* _Goal 1_: Condense the paragraph in the album text that begins "Buenos Aires Remixed is a remix album" into a single sentence, keeping its main facts.
:::::
Remix album by Tanghetto
- Released: October 10, 2005
- Genre: Electronica, progressive house, psychedelic trance, tango
- Label: Constitution Music
- Producer: Max Masri

Tanghetto chronology
| Hybrid Tango (2004) | Buenos Aires Remixed (2005) | El Miedo a la Libertad (2008) |

= Buenos Aires Remixed =

Buenos Aires Remixed is a remix album from the Argentine neotango band Tanghetto. The album includes 12 remixes of older songs from the band in a house/progressive mood. The album features covers of Depeche Mode's Enjoy the Silence and New Order's Blue Monday.

The remixes were made by members of the band themselves and guest DJs as well.

== Track listing and credits ==
1. Alexanderplatz Tango (Andina mix) [4:53] Performed by Tanghetto & ADN Proyecto Andino. Original version released on Emigrante (electrotango) album.
2. Incognito (Tanghetto mix) [4:44] Performed by B.A. Jam & Tanghetto. Remixed by Tanghetto. Original version released on Tangophobia Vol. 1 album.
3. Enjoy the Silence [5:23] Originally performed by Depeche Mode. Written by Martin Gore.
4. Vida Moderna en 2/4 (neo clubber mix) [5:58] Original version released on "Emigrante (electrotango)" album.
:::::
* _Goal 2_: In the records, reproduce the stretch from the line containing "Target: snow-capped mountain" through the line containing "M241 48L192 52L131", switching "mask" to "outline" and leaving everything else unchanged.

* _Provided records_:
:::::
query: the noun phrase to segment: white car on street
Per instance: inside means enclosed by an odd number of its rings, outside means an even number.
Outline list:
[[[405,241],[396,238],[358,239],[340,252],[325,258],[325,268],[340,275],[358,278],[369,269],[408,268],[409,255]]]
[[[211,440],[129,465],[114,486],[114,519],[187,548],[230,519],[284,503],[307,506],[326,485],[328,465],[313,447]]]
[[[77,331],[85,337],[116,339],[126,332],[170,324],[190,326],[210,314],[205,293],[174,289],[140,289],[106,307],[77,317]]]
:::::
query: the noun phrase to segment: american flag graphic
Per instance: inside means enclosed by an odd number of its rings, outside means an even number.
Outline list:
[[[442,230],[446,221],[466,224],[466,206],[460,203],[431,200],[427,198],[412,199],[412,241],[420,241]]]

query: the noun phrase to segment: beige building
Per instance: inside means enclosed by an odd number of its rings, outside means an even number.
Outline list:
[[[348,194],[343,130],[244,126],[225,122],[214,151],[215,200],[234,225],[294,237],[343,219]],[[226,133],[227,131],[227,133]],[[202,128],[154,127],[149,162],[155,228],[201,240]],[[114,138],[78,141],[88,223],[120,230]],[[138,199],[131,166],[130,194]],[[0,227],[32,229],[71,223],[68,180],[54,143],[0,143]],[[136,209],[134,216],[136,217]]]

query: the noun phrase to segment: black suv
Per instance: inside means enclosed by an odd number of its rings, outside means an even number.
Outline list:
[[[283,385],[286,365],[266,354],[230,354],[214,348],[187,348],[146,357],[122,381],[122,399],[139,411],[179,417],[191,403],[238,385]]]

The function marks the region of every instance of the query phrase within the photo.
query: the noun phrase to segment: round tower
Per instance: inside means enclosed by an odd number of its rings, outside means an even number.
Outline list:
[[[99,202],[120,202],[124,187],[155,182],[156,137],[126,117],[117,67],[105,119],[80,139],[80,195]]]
:::::
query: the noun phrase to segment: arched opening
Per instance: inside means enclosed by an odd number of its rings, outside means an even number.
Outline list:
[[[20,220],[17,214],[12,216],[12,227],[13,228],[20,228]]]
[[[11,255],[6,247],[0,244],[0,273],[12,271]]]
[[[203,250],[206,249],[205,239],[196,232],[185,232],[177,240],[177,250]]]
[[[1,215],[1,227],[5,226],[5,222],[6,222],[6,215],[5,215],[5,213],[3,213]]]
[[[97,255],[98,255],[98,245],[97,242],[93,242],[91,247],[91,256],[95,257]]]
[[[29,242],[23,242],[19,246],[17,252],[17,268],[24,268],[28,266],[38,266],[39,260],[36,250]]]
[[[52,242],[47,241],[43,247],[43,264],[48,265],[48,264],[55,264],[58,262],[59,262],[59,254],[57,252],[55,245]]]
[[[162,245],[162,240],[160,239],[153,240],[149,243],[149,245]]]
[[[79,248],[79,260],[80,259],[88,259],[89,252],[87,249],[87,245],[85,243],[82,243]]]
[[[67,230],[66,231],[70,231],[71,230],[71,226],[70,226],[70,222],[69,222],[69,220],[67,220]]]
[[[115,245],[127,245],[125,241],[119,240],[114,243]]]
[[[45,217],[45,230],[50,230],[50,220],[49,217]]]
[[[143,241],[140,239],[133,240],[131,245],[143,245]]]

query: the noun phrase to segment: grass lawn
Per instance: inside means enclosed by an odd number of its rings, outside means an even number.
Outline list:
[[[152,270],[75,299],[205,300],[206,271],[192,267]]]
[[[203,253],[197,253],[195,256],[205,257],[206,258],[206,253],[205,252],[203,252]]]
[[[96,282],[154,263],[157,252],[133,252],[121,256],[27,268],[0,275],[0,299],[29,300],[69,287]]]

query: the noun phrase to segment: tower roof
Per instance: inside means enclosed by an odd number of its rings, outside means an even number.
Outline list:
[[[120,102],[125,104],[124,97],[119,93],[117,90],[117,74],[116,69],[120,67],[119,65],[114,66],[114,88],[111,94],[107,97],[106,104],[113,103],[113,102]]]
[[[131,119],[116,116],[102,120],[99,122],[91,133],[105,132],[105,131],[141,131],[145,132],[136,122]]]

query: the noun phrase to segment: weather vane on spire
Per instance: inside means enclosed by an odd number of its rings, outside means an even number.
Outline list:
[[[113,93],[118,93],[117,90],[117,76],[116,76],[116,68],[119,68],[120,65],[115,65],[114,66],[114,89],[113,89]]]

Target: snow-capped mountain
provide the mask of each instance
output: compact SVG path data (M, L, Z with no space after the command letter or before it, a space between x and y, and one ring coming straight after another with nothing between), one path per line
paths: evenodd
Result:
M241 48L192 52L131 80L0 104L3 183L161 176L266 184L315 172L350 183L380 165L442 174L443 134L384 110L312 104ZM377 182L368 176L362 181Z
:::::
* _Exercise response 1_: Buenos Aires Remixed, a remix album by the Argentine neotango band Tanghetto, has 12 house/progressive remixes of the band's older songs, including covers of Depeche Mode's Enjoy the Silence and New Order's Blue Monday.

* _Exercise response 2_:
Target: snow-capped mountain
provide the outline of each instance
output: compact SVG path data (M, L, Z with no space after the command letter or before it, a space between x and y, and one ring coming straight after another with nothing between), one path per line
paths: evenodd
Result:
M241 48L192 52L131 80L0 104L3 183L161 176L266 184L315 172L350 183L380 165L442 174L443 134L384 110L312 104ZM377 182L368 176L362 181Z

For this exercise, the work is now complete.